Output every entry exactly as given.

-.-.-

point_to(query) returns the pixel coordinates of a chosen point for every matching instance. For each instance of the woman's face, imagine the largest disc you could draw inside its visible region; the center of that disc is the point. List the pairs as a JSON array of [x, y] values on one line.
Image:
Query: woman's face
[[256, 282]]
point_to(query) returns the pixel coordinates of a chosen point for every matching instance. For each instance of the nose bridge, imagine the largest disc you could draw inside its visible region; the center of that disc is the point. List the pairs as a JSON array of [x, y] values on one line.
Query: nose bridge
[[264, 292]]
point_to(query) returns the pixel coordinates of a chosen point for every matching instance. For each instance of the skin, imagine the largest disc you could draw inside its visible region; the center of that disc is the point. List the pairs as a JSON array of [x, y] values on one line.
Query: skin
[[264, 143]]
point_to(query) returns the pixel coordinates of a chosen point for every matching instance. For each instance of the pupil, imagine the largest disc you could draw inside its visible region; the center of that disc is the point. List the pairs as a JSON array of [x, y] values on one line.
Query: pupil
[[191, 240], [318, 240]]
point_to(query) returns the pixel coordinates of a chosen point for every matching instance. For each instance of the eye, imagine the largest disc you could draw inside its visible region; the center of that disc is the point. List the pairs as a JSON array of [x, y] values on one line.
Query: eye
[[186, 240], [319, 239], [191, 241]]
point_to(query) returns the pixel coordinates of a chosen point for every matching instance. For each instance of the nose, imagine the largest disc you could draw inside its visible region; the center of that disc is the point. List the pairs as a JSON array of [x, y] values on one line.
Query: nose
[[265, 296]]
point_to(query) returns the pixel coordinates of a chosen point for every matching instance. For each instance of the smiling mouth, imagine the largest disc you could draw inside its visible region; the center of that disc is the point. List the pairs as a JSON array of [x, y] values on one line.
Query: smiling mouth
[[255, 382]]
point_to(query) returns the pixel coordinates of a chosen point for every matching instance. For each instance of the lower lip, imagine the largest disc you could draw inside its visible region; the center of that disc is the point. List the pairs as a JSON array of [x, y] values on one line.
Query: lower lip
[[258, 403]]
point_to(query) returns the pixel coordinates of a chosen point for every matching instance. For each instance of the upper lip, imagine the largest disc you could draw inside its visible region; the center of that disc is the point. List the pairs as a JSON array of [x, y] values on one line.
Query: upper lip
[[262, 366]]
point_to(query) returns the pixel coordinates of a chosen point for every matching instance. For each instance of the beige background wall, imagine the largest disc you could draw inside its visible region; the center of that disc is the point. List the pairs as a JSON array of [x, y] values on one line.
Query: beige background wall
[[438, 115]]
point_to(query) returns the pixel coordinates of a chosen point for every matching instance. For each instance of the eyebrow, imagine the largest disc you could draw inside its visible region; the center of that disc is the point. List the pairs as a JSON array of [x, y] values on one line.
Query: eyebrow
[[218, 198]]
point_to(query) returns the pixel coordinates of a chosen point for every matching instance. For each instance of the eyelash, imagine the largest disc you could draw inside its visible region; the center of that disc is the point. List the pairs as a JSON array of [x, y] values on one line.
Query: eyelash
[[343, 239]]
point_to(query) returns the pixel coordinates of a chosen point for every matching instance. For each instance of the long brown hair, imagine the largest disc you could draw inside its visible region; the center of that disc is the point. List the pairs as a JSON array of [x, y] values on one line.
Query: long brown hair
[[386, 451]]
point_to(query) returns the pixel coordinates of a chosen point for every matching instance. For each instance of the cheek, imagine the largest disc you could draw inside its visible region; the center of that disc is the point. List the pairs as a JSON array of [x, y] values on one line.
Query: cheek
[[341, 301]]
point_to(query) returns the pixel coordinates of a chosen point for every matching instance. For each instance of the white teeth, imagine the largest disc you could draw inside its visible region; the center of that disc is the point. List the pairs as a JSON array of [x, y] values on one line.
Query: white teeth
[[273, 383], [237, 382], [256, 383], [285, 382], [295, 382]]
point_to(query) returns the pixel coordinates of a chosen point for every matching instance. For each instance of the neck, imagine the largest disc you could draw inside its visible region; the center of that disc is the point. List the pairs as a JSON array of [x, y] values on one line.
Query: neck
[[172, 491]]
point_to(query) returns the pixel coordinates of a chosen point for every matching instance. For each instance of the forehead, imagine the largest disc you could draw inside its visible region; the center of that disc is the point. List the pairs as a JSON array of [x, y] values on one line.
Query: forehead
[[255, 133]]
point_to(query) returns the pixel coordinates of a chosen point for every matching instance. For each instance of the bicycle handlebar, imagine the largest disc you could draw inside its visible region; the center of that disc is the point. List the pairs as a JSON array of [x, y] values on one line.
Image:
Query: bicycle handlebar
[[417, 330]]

-.-.-

● **ANSWER SPACE**:
point_to(query) returns the pixel coordinates of a chosen point for every matching instance. For each instance of the woman's face, imagine the largest disc you could draw inside its visible region; the center of that disc is the point. List the pairs as a JSON array of [x, y] values on one line.
Image:
Query: woman's face
[[256, 282]]
point_to(query) returns the pixel coordinates of a chosen point for every matching instance. For each instance of the nose bridge, imagine the largest disc you could draw inside its visible region; the center of that disc is the point. List the pairs as a JSON array of [x, y] values on one line.
Query: nose bridge
[[264, 292]]
point_to(query) returns the pixel coordinates of a chosen point for every matching instance. For each instance of the skin, imagine the largest disc you could draw inside its visible region; the center of that disc is the point. List the pairs as a JSON array of [x, y] values on one line.
Query: skin
[[264, 143]]
point_to(query) returns the pixel coordinates of a chosen point for every matching instance. For each instance of the pupil, imagine the largest disc you could draw inside its visible region; the center of that disc is the point. List the pairs as a JSON array of [x, y] values on one line.
Query: pupil
[[191, 240], [318, 240]]
point_to(query) returns the pixel coordinates of a chosen point for every matching instance. For each instance of the eye, imagine the largest disc you could draw inside its visible region; the center of that disc is the point. List the pairs as a JSON array of [x, y] values on one line.
Query: eye
[[186, 240], [319, 239], [191, 241]]
point_to(query) returns the pixel coordinates of a chosen point for every matching instance. For each instance of the nose, imagine the largest disc you could draw inside its visible region; the center of that disc is the point. List the pairs as a JSON array of [x, y] values on one line.
Query: nose
[[265, 296]]
point_to(query) returns the pixel coordinates of a chosen point for every matching instance. For each instance of the smiling mouth, imagine the largest disc you could draw inside its visible region; the center of that disc is the point. List the pairs as a JSON array of [x, y] values on one line.
Query: smiling mouth
[[255, 382]]
point_to(query) returns the pixel coordinates of a chosen point for every matching instance. For each instance of the lower lip, imagine the largest disc you could draw inside its visible region; the center of that disc is the point. List the pairs as a JSON array of [x, y] values on one line.
Query: lower lip
[[258, 403]]
point_to(query) returns the pixel coordinates of a chosen point for every matching instance. For each instance of the upper lip, imagine the largest disc you could draw inside its visible region; the center of that disc is the point. List the pairs as a JSON array of [x, y] values on one line.
Query: upper lip
[[262, 366]]
point_to(query) returns the pixel coordinates of a chosen point for every matching instance. For each instance of the beige background wall, imagine the largest disc you could draw inside its visible region; the center of that disc is the point. List the pairs as a JSON array of [x, y] values on one line.
Query: beige background wall
[[438, 115]]
point_to(query) returns the pixel coordinates of a chosen point for every matching instance. For each instance of the eyebrow, imagine the largest disc you could draw inside its visible region; the center of that disc is the point. List the pairs as a JSON array of [x, y] values on one line.
Query: eyebrow
[[218, 198]]
point_to(query) returns the pixel coordinates of a chosen point for every matching instance. For each instance of the eyelash, imagine the largest disc you could draw inside its visible region; the center of that disc is the point. List the pairs as a JSON array of [x, y] values on one line.
Query: eyelash
[[343, 239]]
point_to(query) returns the pixel coordinates of a chosen point for every matching instance. For each instance of the long brown hair, imagine the largest disc you could draw inside its visible region; the center of that disc is the point. List the pairs as a JSON array of [x, y] values on one line.
Query: long brown hair
[[386, 451]]
point_to(query) returns the pixel coordinates of a chosen point for every matching instance. For each instance of the cheek, imagine the largest disc you could draw inside its visible region; the center of that disc is the point. List the pairs as a JSON array of [x, y] values on one line.
Query: cheek
[[341, 301]]
point_to(query) returns the pixel coordinates of a chosen point for every matching instance. For each instance of the white teeth, imagine the largest disc you could draw inside its visible region; the center of that disc is the point. List the pairs as a JSON array of [x, y] values on one line.
Query: white teeth
[[273, 383], [237, 382], [256, 383], [285, 382], [295, 382]]
point_to(query) returns the pixel coordinates of a chosen point for every matching instance. For each instance of the neck, imagine the largest disc you could draw inside its visible region; the center of that disc is the point. List the pairs as a JSON array of [x, y] values on one line.
Query: neck
[[172, 491]]
point_to(query) returns the pixel coordinates of a chosen point for every matching instance. For each instance of the forehead, imagine the largest disc you could draw inside its visible region; the center of that disc is the point. List the pairs as a JSON array of [x, y] values on one line.
Query: forehead
[[255, 133]]
point_to(query) returns the pixel coordinates of a chosen point for every matching instance. For each instance of the bicycle handlebar, imagine the largest disc you could draw inside its visible region; the center of that disc is the point. List the pairs as a JSON array of [x, y] values on one line.
Image:
Query: bicycle handlebar
[[417, 330]]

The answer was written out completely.